* Task list
A) Using the text about Shama, answer the following, one answer per line:
(i) Who plays qanoun in Wednesday’s show?
(ii) Which country is Mumin Sessler an immigrant from?
(iii) Amir Shahsar is described as a master of which instruments?
B) Rewrite the text about Shama from "For Shama, it" to "Tzabari on percussion.", swapping "guitarist" for "oud player".

* Source document
# # #
For Shama, it all starts and ends with conveying a tale, as graphically and colorfully as possible. “That’s where I come from. The music came to me on the road, but it is the story, how to tell the story, that is my core.” Mind you, that is not to say that the music isn’t important, or anything less than stirring and high quality. Besides Shama on vocals and percussion, Wednesday’s show features vocalist Kamal Suleiman and guitarist Idan Armoni, with Mumin Sessler on qanoun and Yair Tzabari on percussion.

SHEVA MIGHT be just a warm glow from the past, but the spirit of the groundbreaking world music troupe still burns brightly in Shama’s heart, and informs his current artistic vehicle. “The music came to me through the company I kept, the people I met en route and Sheva. My main tool of trade is telling stories. That includes my own personal story, but I also connect with a spirit that takes in anthropological chronicles, and the history of different people. And my own story contains the secrets the music brings with it – our DNA as human beings, and our DNA as Jews and Hebrews, and also as Arabs. Jallal Café reflects today’s Israeli street.” That comes across from the band’s lineup. “When we get on the stage there are Israeli-born musicians, and immigrants from, all over,” Shama notes.

The Jallal Café roster has ebbed and flowed over the years, and frequently includes Iranian flute and percussion master Amir Shahsar. “And there’s Mumin Sessler, who is an immigrant from Turkey, and Kamal Suleiman, who was born in this country and is a Muslim Arab,” Shama continues. “The band is a sort of cross-section of the culture here, with the real Israeli sound which, in fact, is a melting pot. That means something dynamic, unstable. You see that in the recent violence [over the killing of an Ethiopian youth] and the search for boundaries. We are country without clear borders. We are a people of nomads.”
# # #
* Available data
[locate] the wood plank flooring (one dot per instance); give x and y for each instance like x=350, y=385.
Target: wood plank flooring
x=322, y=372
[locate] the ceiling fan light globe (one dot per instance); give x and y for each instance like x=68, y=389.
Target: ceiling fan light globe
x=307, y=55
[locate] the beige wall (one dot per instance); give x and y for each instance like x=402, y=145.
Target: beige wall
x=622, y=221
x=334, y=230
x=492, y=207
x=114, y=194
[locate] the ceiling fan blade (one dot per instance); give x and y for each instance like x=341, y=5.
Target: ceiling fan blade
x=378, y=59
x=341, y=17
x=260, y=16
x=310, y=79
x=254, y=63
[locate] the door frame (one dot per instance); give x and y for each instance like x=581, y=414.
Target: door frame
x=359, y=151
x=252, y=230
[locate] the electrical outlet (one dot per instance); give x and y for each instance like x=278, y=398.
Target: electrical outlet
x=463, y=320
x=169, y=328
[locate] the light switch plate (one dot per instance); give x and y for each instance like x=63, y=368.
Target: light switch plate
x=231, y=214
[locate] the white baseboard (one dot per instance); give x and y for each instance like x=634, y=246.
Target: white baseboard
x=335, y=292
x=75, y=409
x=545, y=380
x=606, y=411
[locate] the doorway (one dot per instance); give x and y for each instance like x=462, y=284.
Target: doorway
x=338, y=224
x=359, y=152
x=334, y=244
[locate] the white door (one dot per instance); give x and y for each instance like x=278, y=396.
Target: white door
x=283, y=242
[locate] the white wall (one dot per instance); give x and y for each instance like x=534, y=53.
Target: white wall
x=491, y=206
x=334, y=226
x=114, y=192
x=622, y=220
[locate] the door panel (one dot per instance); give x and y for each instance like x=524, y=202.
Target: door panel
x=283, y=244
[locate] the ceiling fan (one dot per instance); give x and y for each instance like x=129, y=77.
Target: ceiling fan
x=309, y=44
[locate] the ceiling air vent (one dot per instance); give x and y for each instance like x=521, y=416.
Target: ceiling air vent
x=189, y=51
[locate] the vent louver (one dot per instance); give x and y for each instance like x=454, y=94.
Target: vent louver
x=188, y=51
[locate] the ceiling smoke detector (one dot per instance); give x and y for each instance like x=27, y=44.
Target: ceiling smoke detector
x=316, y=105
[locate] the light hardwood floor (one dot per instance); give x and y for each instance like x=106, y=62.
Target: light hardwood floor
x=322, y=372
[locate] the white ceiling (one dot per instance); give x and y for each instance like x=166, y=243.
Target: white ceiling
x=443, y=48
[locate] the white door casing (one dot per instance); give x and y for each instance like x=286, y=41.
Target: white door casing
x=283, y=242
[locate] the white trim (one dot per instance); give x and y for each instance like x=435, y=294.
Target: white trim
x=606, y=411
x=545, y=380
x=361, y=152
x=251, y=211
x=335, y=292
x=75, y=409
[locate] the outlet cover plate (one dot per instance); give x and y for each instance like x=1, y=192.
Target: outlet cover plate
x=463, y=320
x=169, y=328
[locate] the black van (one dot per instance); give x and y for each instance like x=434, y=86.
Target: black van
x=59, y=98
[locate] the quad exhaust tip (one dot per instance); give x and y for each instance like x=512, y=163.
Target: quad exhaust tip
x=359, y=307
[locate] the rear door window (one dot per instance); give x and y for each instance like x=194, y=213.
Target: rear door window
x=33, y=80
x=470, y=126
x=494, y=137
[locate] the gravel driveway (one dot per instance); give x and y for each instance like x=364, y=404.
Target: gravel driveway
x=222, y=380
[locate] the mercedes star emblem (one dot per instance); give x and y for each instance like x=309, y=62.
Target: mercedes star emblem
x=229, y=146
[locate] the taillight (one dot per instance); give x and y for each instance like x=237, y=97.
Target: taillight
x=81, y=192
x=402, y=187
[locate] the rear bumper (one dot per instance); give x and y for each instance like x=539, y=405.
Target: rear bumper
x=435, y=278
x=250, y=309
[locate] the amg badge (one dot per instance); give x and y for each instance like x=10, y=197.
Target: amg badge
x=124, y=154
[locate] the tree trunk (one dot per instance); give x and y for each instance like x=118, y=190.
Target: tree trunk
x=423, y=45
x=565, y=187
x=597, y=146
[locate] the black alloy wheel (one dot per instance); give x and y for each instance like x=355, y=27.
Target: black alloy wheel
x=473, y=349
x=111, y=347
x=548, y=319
# # #
* Expected responses
A)
(i) Mumin Sessler
(ii) Turkey
(iii) Iranian flute and percussion

B)
For Shama, it all starts and ends with conveying a tale, as graphically and colorfully as possible. “That’s where I come from. The music came to me on the road, but it is the story, how to tell the story, that is my core.” Mind you, that is not to say that the music isn’t important, or anything less than stirring and high quality. Besides Shama on vocals and percussion, Wednesday’s show features vocalist Kamal Suleiman and oud player Idan Armoni, with Mumin Sessler on qanoun and Yair Tzabari on percussion.